Written problem
Rewrite the listing below, replacing "set a pin" with "place a marker" everywhere and changing nothing else. Leave the pictures out.

Provided data
▽

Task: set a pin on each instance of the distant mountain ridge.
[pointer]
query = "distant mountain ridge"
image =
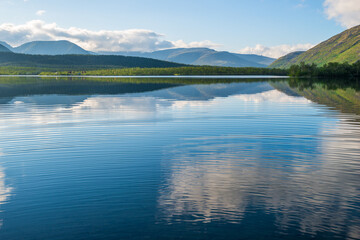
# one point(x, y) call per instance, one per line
point(50, 48)
point(4, 48)
point(202, 56)
point(279, 63)
point(81, 61)
point(341, 48)
point(190, 56)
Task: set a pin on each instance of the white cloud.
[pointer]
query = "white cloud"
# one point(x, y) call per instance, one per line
point(126, 40)
point(40, 12)
point(275, 51)
point(346, 12)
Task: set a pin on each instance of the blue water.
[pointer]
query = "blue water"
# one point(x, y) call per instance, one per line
point(233, 160)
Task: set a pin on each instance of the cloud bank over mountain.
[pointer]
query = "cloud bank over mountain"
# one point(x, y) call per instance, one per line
point(345, 12)
point(275, 51)
point(104, 40)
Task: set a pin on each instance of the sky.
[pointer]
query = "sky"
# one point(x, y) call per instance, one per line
point(267, 27)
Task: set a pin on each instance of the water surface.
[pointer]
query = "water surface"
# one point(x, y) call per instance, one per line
point(178, 159)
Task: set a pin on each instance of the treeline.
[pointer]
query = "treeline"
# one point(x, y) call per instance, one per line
point(71, 61)
point(181, 71)
point(329, 70)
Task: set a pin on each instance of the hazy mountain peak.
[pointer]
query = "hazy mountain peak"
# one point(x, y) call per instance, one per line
point(61, 47)
point(4, 48)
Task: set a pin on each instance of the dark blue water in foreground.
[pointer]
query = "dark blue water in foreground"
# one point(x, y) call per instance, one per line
point(240, 160)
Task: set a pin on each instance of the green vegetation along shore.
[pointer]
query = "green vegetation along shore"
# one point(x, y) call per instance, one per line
point(330, 70)
point(342, 48)
point(205, 70)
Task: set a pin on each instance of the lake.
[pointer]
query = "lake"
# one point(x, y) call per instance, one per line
point(178, 158)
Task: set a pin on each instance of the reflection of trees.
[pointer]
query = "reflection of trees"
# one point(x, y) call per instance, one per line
point(313, 190)
point(5, 191)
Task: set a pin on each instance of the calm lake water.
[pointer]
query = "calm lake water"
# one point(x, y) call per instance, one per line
point(178, 159)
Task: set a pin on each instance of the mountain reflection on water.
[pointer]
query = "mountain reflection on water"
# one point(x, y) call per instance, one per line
point(234, 159)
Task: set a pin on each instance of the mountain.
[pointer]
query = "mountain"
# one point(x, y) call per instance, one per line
point(202, 56)
point(3, 48)
point(50, 48)
point(6, 45)
point(80, 61)
point(287, 59)
point(344, 47)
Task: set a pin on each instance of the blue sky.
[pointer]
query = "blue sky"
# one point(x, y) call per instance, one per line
point(233, 25)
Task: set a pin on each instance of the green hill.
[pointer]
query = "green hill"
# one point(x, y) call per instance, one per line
point(344, 47)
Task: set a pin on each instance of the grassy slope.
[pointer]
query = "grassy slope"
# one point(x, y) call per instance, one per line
point(344, 47)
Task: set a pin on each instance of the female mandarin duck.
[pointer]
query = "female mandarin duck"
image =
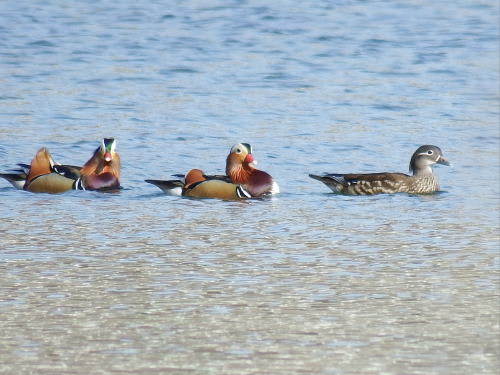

△

Answer below
Task: place a marker on each instance of the distant mountain ridge.
[pointer]
query = "distant mountain ridge"
image =
# one point(x, y) call per instance, one per line
point(50, 48)
point(4, 48)
point(202, 56)
point(279, 63)
point(81, 61)
point(341, 48)
point(190, 56)
Task: place a marker on each instance of the white cloud.
[pointer]
query = "white cloud"
# one point(x, y) call per instance, one per line
point(126, 40)
point(40, 12)
point(275, 51)
point(346, 12)
Task: place a marker on each instance of the blue water.
[pointer]
query = "blue water"
# one point(x, y) call per instance, one per line
point(233, 160)
Task: place a marker on each instance of the cloud bank over mountain.
[pointer]
query = "cloud bank over mountain"
# one point(x, y) call per instance, one per line
point(345, 12)
point(275, 51)
point(104, 40)
Task: place a marker on each instance of the sky.
[pointer]
query = "sky"
# one point(x, y) call per instance, one per line
point(267, 27)
Task: place a marker on each instance of the water surface.
[pointer]
query = "water surface"
# one point(x, y) call per instance, one per line
point(178, 159)
Task: place a marker on each instance of the treeline.
[pointer]
query = "treeline"
# one point(x, y) call per instance, one per line
point(71, 61)
point(181, 71)
point(329, 70)
Task: place a marker on each instance of the hazy mountain peak.
[pointer]
query = "hazy mountain peak"
# one point(x, y) call per instance, one per line
point(61, 47)
point(4, 48)
Task: place a marker on each instance of the dark blue water in foreground.
[pointer]
query = "dark blue water in foreground"
# one point(x, y) call per instance, one per line
point(240, 160)
Task: place a marker on each instance of the green vegetation along shore.
[pointer]
query = "green vegetation along shore"
# one point(x, y) call per instance, one per line
point(330, 70)
point(342, 48)
point(205, 70)
Task: place a marker on each instance of the lake.
[pointer]
query = "lake"
# one point(x, y) call per instance, one per line
point(178, 158)
Task: place a marker on each instance of the reflection of trees.
[pointer]
query = "reflection of trees"
# one point(x, y) call per instance, one per line
point(313, 190)
point(5, 191)
Task: place a marker on each instance of the calm lake water.
[pointer]
query = "calm lake water"
# one point(x, y) call per instance, one per line
point(178, 159)
Task: place a marker on each instance of the mountain reflection on water.
[pointer]
query = "mountain reflection on water"
# one point(x, y) call per instance, one per line
point(234, 159)
Task: place a marker on each instance of the mountain.
[pointer]
query = "mountain"
# one point(x, y) call per instance, one per line
point(202, 56)
point(3, 48)
point(50, 48)
point(6, 45)
point(80, 61)
point(287, 59)
point(344, 47)
Task: place a marker on each instance of the blue sky.
[pointer]
query = "blue sky"
# one point(x, y) call per instance, one per line
point(233, 25)
Task: place a marker on each instance of the green hill.
[pointer]
query = "green hill"
# one point(x, y) call per instance, one per line
point(344, 47)
Task: place a marker on each instance of the grassy slope.
[pointer]
query = "grassy slope"
# one point(x, y) call per instance, one per line
point(344, 47)
Task: place a marker on each instance of the female mandarin duck.
[pointer]
query = "female mandarin duck"
image =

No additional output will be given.